**Instructions for the task**
Extract exactly and only the lines of the data below, starting at the line with "Where can the green" and stopping after the final line.

**Data supplied**
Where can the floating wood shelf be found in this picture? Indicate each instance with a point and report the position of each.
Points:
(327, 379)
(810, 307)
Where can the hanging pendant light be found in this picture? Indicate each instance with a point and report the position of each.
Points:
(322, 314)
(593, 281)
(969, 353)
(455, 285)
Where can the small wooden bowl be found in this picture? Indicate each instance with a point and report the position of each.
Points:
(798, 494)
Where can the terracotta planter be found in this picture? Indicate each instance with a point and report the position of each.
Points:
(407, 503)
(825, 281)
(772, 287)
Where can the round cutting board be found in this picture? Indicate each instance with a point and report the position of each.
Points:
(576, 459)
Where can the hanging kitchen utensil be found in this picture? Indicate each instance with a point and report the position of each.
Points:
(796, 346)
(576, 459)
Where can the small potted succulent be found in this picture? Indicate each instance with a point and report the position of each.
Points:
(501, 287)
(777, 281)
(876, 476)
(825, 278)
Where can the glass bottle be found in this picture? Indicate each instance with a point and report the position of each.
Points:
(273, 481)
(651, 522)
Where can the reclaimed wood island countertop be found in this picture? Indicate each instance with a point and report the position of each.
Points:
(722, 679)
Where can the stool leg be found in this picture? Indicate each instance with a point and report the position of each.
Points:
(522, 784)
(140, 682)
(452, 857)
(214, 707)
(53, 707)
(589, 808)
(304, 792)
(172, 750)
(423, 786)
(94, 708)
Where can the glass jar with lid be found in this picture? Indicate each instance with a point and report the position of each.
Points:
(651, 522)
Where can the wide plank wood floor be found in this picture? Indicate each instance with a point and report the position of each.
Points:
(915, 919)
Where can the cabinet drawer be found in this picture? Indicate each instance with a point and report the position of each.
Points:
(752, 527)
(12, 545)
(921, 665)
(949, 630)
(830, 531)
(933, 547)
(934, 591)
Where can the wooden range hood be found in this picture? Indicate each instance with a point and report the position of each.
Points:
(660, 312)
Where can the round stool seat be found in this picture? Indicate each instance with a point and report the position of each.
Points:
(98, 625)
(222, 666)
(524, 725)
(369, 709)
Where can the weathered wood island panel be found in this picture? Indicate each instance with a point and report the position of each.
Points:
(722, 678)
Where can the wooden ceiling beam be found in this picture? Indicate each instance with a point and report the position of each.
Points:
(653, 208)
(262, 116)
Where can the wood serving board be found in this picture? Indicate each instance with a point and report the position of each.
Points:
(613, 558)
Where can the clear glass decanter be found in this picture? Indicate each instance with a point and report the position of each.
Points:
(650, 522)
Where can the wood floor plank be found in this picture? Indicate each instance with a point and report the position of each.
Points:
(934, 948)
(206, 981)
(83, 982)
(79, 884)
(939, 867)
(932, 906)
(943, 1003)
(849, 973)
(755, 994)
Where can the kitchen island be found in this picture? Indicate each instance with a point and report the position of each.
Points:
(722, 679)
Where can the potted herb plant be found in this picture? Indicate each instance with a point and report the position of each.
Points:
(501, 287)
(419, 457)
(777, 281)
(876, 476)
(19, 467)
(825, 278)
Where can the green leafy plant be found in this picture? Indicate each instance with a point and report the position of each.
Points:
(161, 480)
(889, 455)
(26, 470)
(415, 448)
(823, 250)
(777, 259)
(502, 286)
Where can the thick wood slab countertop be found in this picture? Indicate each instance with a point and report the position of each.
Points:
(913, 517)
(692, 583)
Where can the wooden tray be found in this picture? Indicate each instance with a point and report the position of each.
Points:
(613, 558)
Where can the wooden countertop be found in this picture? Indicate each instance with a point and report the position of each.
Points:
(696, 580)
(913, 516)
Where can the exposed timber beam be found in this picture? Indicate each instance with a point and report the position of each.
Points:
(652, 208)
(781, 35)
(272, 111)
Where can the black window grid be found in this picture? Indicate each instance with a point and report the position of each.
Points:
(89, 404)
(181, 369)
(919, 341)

**Complete response**
Where can the green leafy plant be found in this picture? Indicate each instance with a point and report the position of each.
Points:
(161, 480)
(889, 455)
(26, 470)
(415, 448)
(823, 250)
(777, 259)
(502, 286)
Where can the thick wood slab countertop be found in this picture? Indicate each instance with a point and report the position of each.
Points:
(913, 517)
(692, 583)
Where can the wooden tray be found in this picture? Indicate each instance with a point and report the position of each.
Points:
(613, 558)
Where can the wooden countertop be found in this picture? Indicate each instance with a point and report the position of each.
Points:
(696, 580)
(913, 516)
Where can the exposed timber beam be found in this picture? Indicate each instance with a point and report the position of each.
Points:
(652, 208)
(781, 35)
(272, 111)
Where can the black window grid be found in this picture? Indicate each instance with a point and report the position of each.
Points:
(89, 404)
(181, 369)
(919, 341)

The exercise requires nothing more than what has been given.